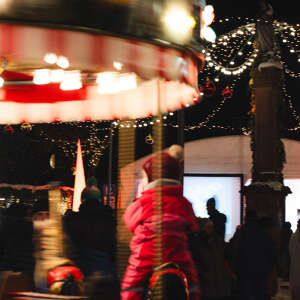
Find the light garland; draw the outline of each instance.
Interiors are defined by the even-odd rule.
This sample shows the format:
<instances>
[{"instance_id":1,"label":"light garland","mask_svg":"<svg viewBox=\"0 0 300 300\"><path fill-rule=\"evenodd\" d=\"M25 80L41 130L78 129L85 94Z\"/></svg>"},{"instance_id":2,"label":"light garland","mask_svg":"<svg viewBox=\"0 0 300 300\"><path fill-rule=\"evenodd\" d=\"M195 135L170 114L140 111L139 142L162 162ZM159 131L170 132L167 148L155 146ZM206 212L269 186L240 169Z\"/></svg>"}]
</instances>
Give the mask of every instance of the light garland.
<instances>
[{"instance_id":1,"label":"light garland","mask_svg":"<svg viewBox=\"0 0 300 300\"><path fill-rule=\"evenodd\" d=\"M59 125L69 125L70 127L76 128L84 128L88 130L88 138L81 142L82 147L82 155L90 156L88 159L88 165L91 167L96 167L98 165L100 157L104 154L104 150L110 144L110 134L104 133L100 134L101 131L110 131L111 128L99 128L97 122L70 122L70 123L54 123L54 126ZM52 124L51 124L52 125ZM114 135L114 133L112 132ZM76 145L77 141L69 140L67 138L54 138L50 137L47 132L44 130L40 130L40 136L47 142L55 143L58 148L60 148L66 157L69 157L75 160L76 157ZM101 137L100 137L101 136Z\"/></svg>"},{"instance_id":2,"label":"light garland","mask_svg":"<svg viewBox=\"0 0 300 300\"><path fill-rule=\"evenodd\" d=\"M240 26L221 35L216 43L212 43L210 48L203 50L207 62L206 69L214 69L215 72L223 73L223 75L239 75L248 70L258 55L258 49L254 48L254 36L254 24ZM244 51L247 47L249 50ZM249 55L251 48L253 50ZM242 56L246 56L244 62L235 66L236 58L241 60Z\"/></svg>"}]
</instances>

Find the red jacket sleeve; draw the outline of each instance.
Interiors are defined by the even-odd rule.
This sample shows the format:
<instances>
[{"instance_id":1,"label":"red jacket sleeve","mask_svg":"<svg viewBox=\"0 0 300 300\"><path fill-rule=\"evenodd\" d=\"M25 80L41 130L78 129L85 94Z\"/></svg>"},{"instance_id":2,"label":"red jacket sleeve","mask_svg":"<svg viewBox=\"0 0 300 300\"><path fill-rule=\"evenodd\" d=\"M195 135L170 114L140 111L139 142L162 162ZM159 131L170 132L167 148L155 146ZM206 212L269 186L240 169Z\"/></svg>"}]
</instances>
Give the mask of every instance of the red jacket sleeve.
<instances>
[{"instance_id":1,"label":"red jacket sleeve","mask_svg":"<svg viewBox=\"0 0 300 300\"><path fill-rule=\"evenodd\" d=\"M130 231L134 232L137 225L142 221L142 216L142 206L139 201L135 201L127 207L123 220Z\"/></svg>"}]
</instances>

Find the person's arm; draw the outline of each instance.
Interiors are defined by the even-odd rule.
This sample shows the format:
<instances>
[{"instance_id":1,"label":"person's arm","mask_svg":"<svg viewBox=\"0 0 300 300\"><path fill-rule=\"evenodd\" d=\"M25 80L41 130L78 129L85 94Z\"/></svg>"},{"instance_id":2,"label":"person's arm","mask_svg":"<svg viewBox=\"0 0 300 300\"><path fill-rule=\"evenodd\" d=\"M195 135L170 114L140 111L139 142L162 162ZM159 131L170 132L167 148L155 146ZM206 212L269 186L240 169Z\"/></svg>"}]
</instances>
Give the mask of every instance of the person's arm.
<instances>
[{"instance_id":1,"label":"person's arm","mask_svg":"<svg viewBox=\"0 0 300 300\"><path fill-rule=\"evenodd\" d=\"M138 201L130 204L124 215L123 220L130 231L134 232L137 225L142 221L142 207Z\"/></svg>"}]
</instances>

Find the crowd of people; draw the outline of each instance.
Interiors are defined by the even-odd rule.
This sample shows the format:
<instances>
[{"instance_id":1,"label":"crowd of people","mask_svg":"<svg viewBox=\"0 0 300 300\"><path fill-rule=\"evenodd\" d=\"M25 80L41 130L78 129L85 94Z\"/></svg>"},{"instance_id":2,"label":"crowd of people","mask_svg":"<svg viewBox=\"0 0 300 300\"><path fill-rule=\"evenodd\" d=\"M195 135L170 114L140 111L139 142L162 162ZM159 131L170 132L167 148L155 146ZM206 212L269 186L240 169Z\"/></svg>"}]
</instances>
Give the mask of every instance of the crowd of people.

EXERCISE OBJECTIVE :: Give the lines of the entries above exactly as they appear, leaving out each picture.

SOLVED EXERCISE ::
Find the light garland; draw the outline of each instance.
Interiors are defined by the even-odd rule.
This sample shows the format:
<instances>
[{"instance_id":1,"label":"light garland","mask_svg":"<svg viewBox=\"0 0 300 300\"><path fill-rule=\"evenodd\" d=\"M25 80L41 130L78 129L85 94Z\"/></svg>"},{"instance_id":2,"label":"light garland","mask_svg":"<svg viewBox=\"0 0 300 300\"><path fill-rule=\"evenodd\" d=\"M195 135L170 114L140 111L139 142L162 162ZM159 131L170 132L167 148L155 146ZM206 212L269 186L240 169Z\"/></svg>"}]
</instances>
Give the mask of every instance of the light garland.
<instances>
[{"instance_id":1,"label":"light garland","mask_svg":"<svg viewBox=\"0 0 300 300\"><path fill-rule=\"evenodd\" d=\"M59 125L69 125L70 127L76 128L84 128L88 130L88 138L81 142L82 147L82 155L90 156L88 159L88 165L91 167L96 167L98 165L100 157L104 154L104 150L110 144L110 134L104 133L100 134L101 131L110 131L111 128L99 128L97 122L70 122L70 123L54 123L54 126ZM52 124L51 124L52 125ZM114 135L114 133L112 132ZM76 145L77 141L69 140L67 138L54 138L50 137L47 132L44 130L40 130L40 136L47 142L55 143L58 148L60 148L66 157L69 157L75 160L76 157ZM101 137L100 137L101 136Z\"/></svg>"},{"instance_id":2,"label":"light garland","mask_svg":"<svg viewBox=\"0 0 300 300\"><path fill-rule=\"evenodd\" d=\"M240 26L221 35L216 43L212 43L210 48L203 50L207 62L206 69L214 69L215 72L223 73L223 75L239 75L248 70L258 55L258 49L254 48L254 36L254 24ZM244 51L247 47L249 50ZM249 55L251 48L253 50ZM242 56L246 56L244 62L235 66L236 58L241 60Z\"/></svg>"}]
</instances>

Find the red jacket sleeve; draw the outline of each instance.
Interiors are defined by the even-odd rule.
This sample shows the format:
<instances>
[{"instance_id":1,"label":"red jacket sleeve","mask_svg":"<svg viewBox=\"0 0 300 300\"><path fill-rule=\"evenodd\" d=\"M25 80L41 130L78 129L85 94Z\"/></svg>"},{"instance_id":2,"label":"red jacket sleeve","mask_svg":"<svg viewBox=\"0 0 300 300\"><path fill-rule=\"evenodd\" d=\"M195 135L170 114L140 111L139 142L162 162ZM159 131L170 132L167 148L155 146ZM206 212L269 186L240 169Z\"/></svg>"}]
</instances>
Give the mask of every instance of the red jacket sleeve.
<instances>
[{"instance_id":1,"label":"red jacket sleeve","mask_svg":"<svg viewBox=\"0 0 300 300\"><path fill-rule=\"evenodd\" d=\"M130 231L134 232L137 225L142 221L142 216L142 206L139 201L135 201L127 207L123 220Z\"/></svg>"}]
</instances>

Find the person's arm; draw the outline of each instance.
Interiors are defined by the even-odd rule.
This sample shows the format:
<instances>
[{"instance_id":1,"label":"person's arm","mask_svg":"<svg viewBox=\"0 0 300 300\"><path fill-rule=\"evenodd\" d=\"M25 80L41 130L78 129L85 94Z\"/></svg>"},{"instance_id":2,"label":"person's arm","mask_svg":"<svg viewBox=\"0 0 300 300\"><path fill-rule=\"evenodd\" d=\"M195 135L170 114L140 111L139 142L162 162ZM159 131L170 132L167 148L155 146ZM206 212L269 186L240 169Z\"/></svg>"}]
</instances>
Give the mask of every instance of the person's arm.
<instances>
[{"instance_id":1,"label":"person's arm","mask_svg":"<svg viewBox=\"0 0 300 300\"><path fill-rule=\"evenodd\" d=\"M138 201L130 204L124 215L123 220L130 231L134 232L137 225L142 221L142 207Z\"/></svg>"}]
</instances>

Find the crowd of people; draw the outline of each instance.
Interiors are defined by the even-odd rule.
This sample shows the format:
<instances>
[{"instance_id":1,"label":"crowd of people","mask_svg":"<svg viewBox=\"0 0 300 300\"><path fill-rule=\"evenodd\" d=\"M25 80L41 130L78 129L85 94Z\"/></svg>"},{"instance_id":2,"label":"crowd of people","mask_svg":"<svg viewBox=\"0 0 300 300\"><path fill-rule=\"evenodd\" d=\"M195 135L170 114L140 111L139 142L162 162ZM159 131L170 132L167 148L155 146ZM206 212L269 186L240 169Z\"/></svg>"}]
</instances>
Give the mask of every instance of the crowd of people.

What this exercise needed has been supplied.